[Arbeitsanweisungen]
[1] Schreiben Sie aus dem Artikel über die Zeitschrift „Grubenlicht“ den Abschnitt von „Hückelhoven Wie die“ bis einschließlich „im Maschinenhaus vor.“ wortgetreu ab.
[2] In welchem Zeitraum erschien laut dem Artikel über die Zeitschrift „Grubenlicht“ diese Zeitschrift?

[Textauszug]
* * * * * * *

Hückelhoven Wie die Nazis Kumpel auf Kurs hielten

Hückelhoven · „Grubenlicht“ hieß eine Bergmannszeitschrift im Nationalsozialismus. Autor Jürgen Klosa stellt sie im Maschinenhaus vor.

 Ein spannendes Kapitel aus der Bergbaugeschichte wird im Maschinenhaus von Schacht 3 erhellt.

Ein spannendes Kapitel aus der Bergbaugeschichte wird im Maschinenhaus von Schacht 3 erhellt.

Foto: Jörg Knappe (jkn)/Knappe, Jörg (jkn)

Einen wenig bekannten Teil der Bergbaugeschichte im Aachener Steinkohlenrevier hat der Geschichtsforscher Jürgen Klosa zu Tage gefördert: Die Nazi-Bergmannszeitschrift „Grubenlicht“ stellt er in einem Vortrag mit Lichtbildern am Dienstag, 26. Juni, 19 Uhr, im Maschinenhaus an Schacht 3, Sophiastraße, vor. Dazu laden der Arbeitskreis Hückelhoven des Heimatvereins der Erkelenzer Lande und der Förderverein für das Industriedenkmal Schacht 3 ein.

„Die Zeitung hatte den Zweck, die Bergleute auf Linie zu bringen, es sollte ein Gefühl der Kameradschaft hergestellt werden.“ Bei der „Zeitung“ hatte der Übach-Palenberger Geschichtsforscher und -autor Jürgen Klosa das „Grubenlicht“ im Blick, ein von 1933 bis 1939 erschienenes Organ der Nationalsozialisten für Bergleute im Aachener Revier, das politisch wirkte, aber auch das Geschehen in den einzelnen Steinkohle-Bergwerken, darunter auch Sophia-Jacoba in Hückelhoven, abbildete.

* * * * * * *

[Bereitgestellte Daten]
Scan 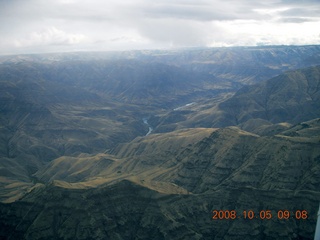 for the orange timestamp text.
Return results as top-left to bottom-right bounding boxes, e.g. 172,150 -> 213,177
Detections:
212,210 -> 308,220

* * * * * * *

[Lösungen]
[1]
Hückelhoven Wie die Nazis Kumpel auf Kurs hielten

Hückelhoven · „Grubenlicht“ hieß eine Bergmannszeitschrift im Nationalsozialismus. Autor Jürgen Klosa stellt sie im Maschinenhaus vor.

[2] Von 1933 bis 1939.